§ **THE INPUT**:

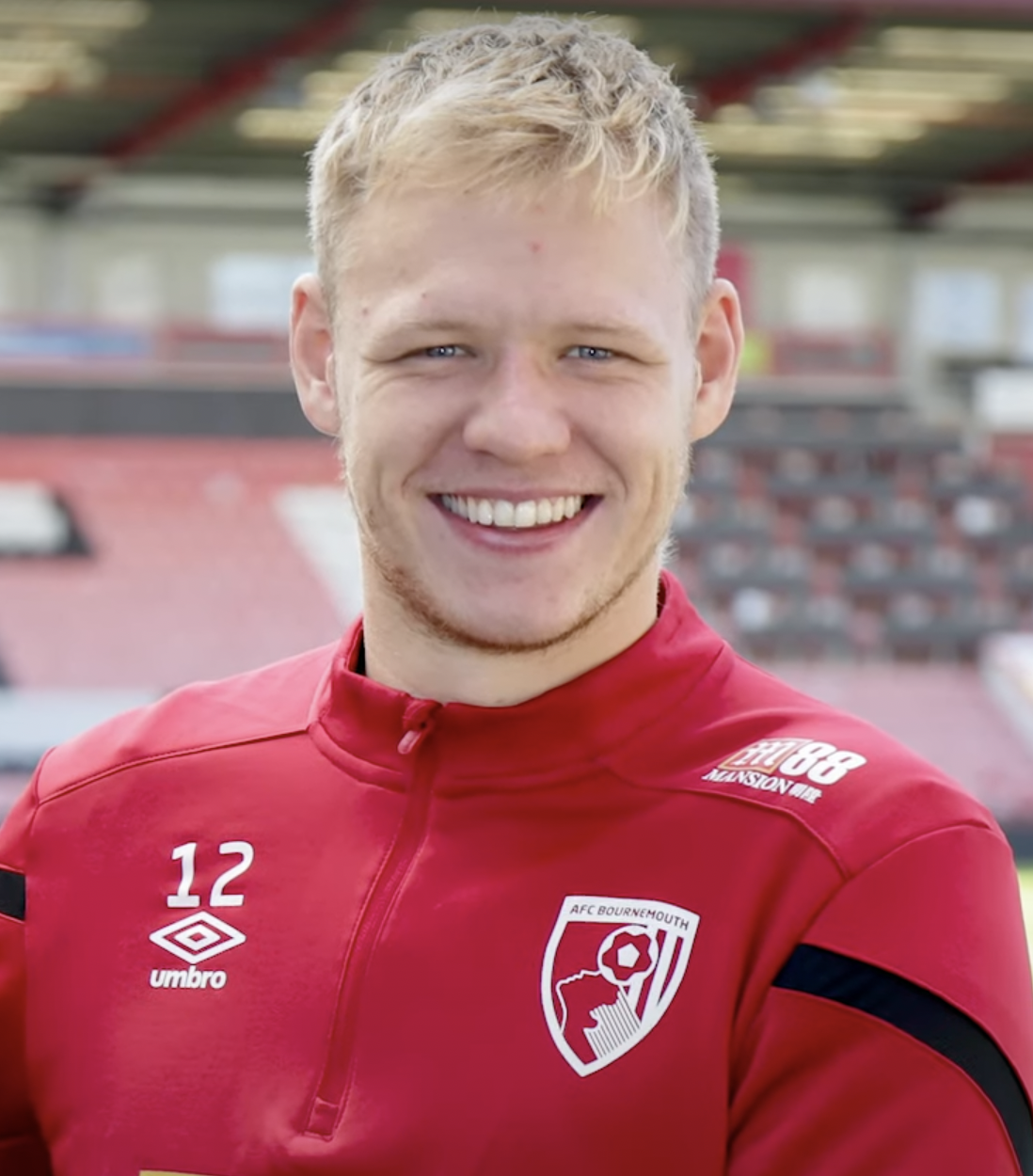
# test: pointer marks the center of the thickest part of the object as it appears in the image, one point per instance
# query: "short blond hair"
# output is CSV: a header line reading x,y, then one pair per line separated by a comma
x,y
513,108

§ **CHALLENGE**: Copy every line of the item above without change, leaving out the picture.

§ **WRITTEN ANSWER**:
# test: pointer marks the center of the thickest part of the object as it appears in the image, one point per instance
# query: "short blond hair"
# output is CSV: a header line reading x,y, then one pair per line separated by a comma
x,y
513,108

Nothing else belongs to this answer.